Excerpted data

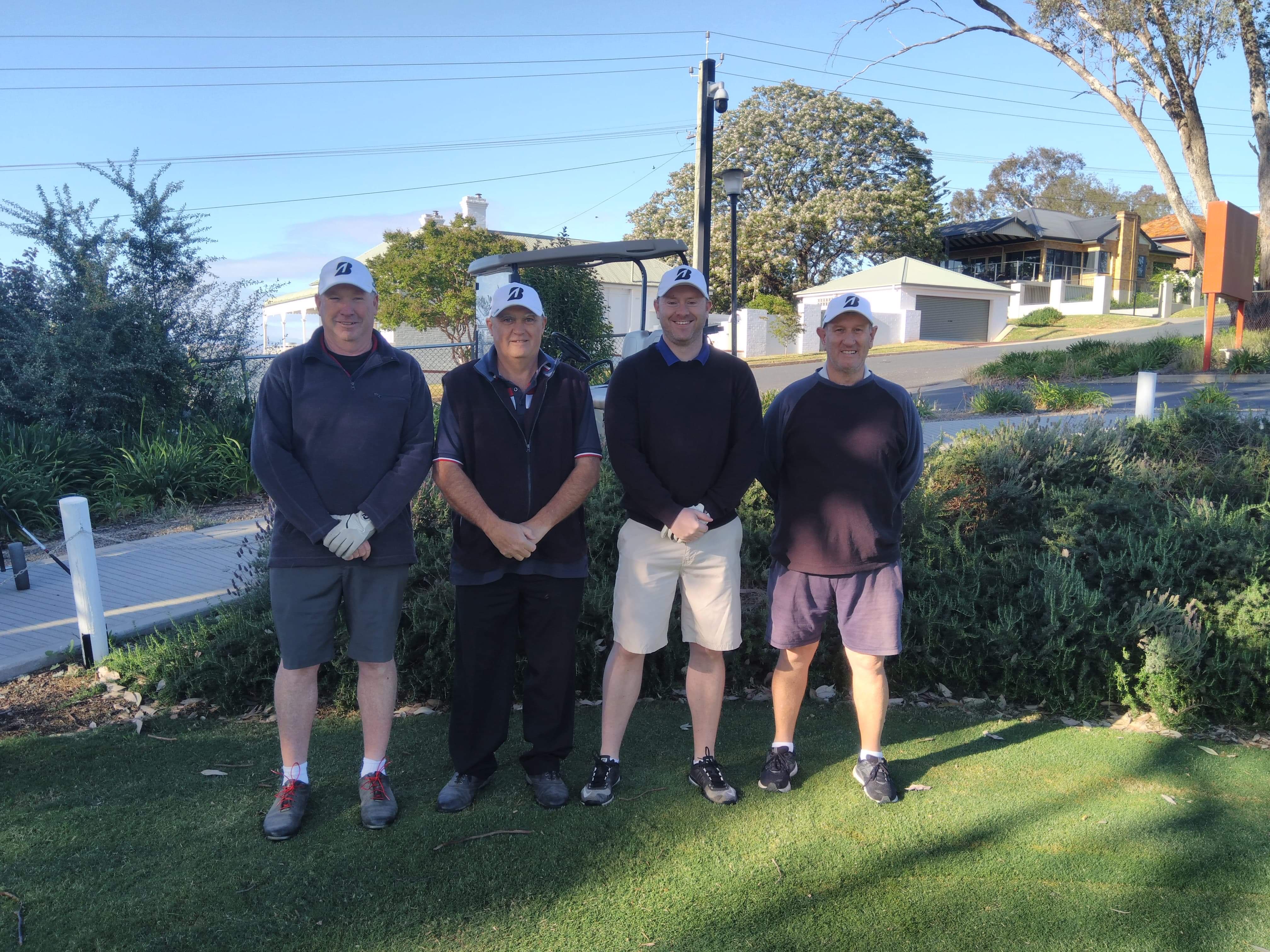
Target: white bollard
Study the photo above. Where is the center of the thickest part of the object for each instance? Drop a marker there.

* * *

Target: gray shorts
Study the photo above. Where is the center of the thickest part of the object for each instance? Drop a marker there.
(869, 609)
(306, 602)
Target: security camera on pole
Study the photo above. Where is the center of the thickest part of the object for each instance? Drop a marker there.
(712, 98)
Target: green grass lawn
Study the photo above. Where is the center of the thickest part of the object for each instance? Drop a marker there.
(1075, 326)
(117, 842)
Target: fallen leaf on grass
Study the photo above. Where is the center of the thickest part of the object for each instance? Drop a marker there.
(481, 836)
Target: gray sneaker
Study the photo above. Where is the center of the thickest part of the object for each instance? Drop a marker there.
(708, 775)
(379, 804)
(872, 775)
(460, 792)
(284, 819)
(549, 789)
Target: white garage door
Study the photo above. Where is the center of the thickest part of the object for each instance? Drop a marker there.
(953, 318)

Problem to work on
Count the lines in the records above that contain the word "white", treating uppercase and lowercase as different, and reply with only the number.

Complete answer
2